*Referring expression pointing data*:
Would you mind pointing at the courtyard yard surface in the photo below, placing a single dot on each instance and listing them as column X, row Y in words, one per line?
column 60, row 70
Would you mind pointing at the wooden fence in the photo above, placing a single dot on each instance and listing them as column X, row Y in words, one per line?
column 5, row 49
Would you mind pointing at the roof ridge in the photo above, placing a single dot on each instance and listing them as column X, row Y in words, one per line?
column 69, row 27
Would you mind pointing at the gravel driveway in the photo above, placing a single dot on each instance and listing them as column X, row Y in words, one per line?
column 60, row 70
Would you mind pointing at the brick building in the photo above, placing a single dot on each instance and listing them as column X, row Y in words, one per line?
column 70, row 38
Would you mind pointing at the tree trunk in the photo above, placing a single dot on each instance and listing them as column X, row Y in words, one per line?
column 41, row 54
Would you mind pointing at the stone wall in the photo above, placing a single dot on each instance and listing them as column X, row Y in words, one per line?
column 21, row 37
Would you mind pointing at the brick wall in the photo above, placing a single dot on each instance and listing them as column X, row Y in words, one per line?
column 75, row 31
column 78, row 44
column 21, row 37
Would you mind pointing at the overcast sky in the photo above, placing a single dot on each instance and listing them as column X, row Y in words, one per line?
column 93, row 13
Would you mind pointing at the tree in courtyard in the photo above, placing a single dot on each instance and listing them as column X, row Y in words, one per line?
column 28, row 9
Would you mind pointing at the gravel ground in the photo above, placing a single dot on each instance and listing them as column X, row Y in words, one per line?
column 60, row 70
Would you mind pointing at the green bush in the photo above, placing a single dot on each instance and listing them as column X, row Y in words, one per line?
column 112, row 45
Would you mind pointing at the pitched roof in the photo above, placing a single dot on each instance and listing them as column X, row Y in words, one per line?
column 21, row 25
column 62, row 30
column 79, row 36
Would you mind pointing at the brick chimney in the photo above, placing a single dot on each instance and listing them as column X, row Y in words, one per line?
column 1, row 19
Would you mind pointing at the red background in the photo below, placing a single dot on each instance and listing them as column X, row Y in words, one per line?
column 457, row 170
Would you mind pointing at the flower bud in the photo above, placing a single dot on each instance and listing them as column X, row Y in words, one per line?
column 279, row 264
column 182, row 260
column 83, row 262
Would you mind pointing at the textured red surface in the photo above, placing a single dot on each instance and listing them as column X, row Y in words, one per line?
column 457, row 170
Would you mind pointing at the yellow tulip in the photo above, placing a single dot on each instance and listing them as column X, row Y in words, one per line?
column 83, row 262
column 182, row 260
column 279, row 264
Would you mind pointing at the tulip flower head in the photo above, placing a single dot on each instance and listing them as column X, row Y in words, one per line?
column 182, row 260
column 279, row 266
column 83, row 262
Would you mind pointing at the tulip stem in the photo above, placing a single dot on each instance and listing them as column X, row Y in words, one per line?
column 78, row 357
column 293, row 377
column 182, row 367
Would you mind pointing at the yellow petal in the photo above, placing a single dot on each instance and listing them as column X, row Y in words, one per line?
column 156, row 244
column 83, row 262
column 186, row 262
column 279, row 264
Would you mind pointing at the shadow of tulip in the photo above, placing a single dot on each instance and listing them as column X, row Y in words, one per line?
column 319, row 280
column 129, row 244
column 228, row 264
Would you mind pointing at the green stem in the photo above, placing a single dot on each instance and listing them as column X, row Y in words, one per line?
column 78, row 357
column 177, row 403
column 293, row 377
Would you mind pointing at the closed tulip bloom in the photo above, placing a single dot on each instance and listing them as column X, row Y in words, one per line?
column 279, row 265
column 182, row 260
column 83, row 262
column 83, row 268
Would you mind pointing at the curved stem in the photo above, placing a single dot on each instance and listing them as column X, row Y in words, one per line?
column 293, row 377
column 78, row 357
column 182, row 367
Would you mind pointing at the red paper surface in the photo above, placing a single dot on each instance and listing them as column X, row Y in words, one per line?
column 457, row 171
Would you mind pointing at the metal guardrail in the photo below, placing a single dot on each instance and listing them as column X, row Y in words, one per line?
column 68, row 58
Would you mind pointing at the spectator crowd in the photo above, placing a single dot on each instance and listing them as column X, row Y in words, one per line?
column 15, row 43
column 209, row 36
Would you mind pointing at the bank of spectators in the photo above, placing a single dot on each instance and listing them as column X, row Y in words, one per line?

*Problem description*: Each line of the records should be transcribed without change.

*Written reply*:
Would you mind pointing at the courtyard yard surface in the photo below, placing a single dot on each instance and listing them as column X, row Y in words, one per line?
column 60, row 70
Would you mind pointing at the wooden fence in the photo above, placing a single dot on each instance and listing them as column X, row Y in words, one per line?
column 5, row 49
Would you mind pointing at the roof ridge in the photo above, placing a single dot on each instance and listing them as column X, row Y in words, one per line?
column 69, row 27
Would you mind pointing at the gravel driveway in the photo above, placing a single dot on each instance and listing them as column X, row Y in words, one per line?
column 60, row 70
Would you mind pointing at the brick building in the photo above, placing a single dot on each instance and listing them as column X, row Y in words, one per line?
column 70, row 38
Would you mind pointing at the tree trunk in the photo above, placing a single dot on each instance and listing them as column X, row Y in words, one per line?
column 41, row 54
Would you mind pointing at the stone wall in the photo above, placing a single dot on each instance and listing them as column X, row Y in words, one per line?
column 21, row 37
Would you mind pointing at the brick wall in the photo above, placing a single dot on each instance and listing them as column X, row Y in words, one per line?
column 75, row 31
column 78, row 44
column 21, row 37
Would you mind pointing at the overcast sky in the photo above, placing a single dot on each instance and listing them as column X, row Y in words, one per line?
column 93, row 13
Would you mind pointing at the tree in courtyard in the photo above, placing a single dot on each instance and listing them as column X, row Y in words, one per line?
column 28, row 9
Would you mind pointing at the gravel ground in the photo above, placing a single dot on each instance and listing them as column X, row Y in words, one per line?
column 60, row 70
Would you mind pointing at the green bush in the photo above, placing a single dot on each instance and listing them as column X, row Y in words, one per line?
column 112, row 45
Would you mind pointing at the pitched roof in the photo above, placing a single dot on each instance and listing them as column X, row Y in words, one per line?
column 21, row 25
column 62, row 30
column 79, row 36
Would you mind pointing at the brick chimney in the photo above, placing a single dot on each instance and listing them as column X, row Y in words, one per line?
column 1, row 19
Would you mind pointing at the red background in the photo below, placing a single dot on each instance and listing them as column X, row Y in words, one per line?
column 457, row 170
Would you mind pointing at the flower bud in the photo above, placing a single dot on each instance and listing them as column X, row Y in words, one per line?
column 279, row 264
column 182, row 260
column 83, row 262
Would you mind pointing at the textured red surface in the photo above, placing a single dot on each instance and listing them as column X, row Y in words, one per line?
column 457, row 170
Would you mind pointing at the yellow tulip in the photo above, placing a single dot on each instance and listing them as column X, row Y in words, one per line?
column 83, row 262
column 182, row 260
column 279, row 264
Would you mind pointing at the tulip flower head in the photo above, placing a single dot on each instance and listing them as column X, row Y in words, one per line?
column 182, row 260
column 279, row 266
column 83, row 262
Would you mind pointing at the tulip stem in the photo above, placing a single dot on each instance and listing them as column X, row Y in words, one per line?
column 78, row 357
column 293, row 377
column 182, row 367
Would you mind pointing at the yellow petal in the photo above, placing a single dot on each instance and listing them as column X, row Y in words, one per line?
column 156, row 244
column 83, row 262
column 186, row 262
column 279, row 264
Would you mind pointing at the shadow of tulip in the photo above, placing a single dot on each instance and listing them as column X, row Y in words, one per line?
column 319, row 280
column 129, row 244
column 228, row 264
Would you mind pointing at the green stem in the photo above, placing a single dot on each instance and listing them as column X, row Y in words, one per line?
column 78, row 357
column 177, row 403
column 293, row 377
Would you mind pointing at the closed tulip bloom in the photo above, placing a single dot on each instance and listing them as column X, row Y in words, one per line?
column 279, row 265
column 182, row 260
column 83, row 262
column 83, row 268
Would you mind pointing at the curved stem in the photo above, placing a single dot on each instance and listing them as column X, row Y in words, one per line?
column 293, row 377
column 78, row 357
column 182, row 367
Would you mind pointing at the red paper surface in the photo above, placing a single dot on each instance and listing them as column X, row Y in words, one per line?
column 457, row 171
Would you mind pointing at the metal guardrail in the photo below, placing a single dot on each instance and listing them as column X, row Y in words, one per line?
column 68, row 58
Would you mind pointing at the spectator crowd in the photo above, placing a single dot on each instance and listing them as column X, row Y in words, one per line?
column 15, row 43
column 209, row 36
Would you mind pointing at the bank of spectators in the photo above, placing a single dot on each instance and listing them as column X, row Y in words, one per line?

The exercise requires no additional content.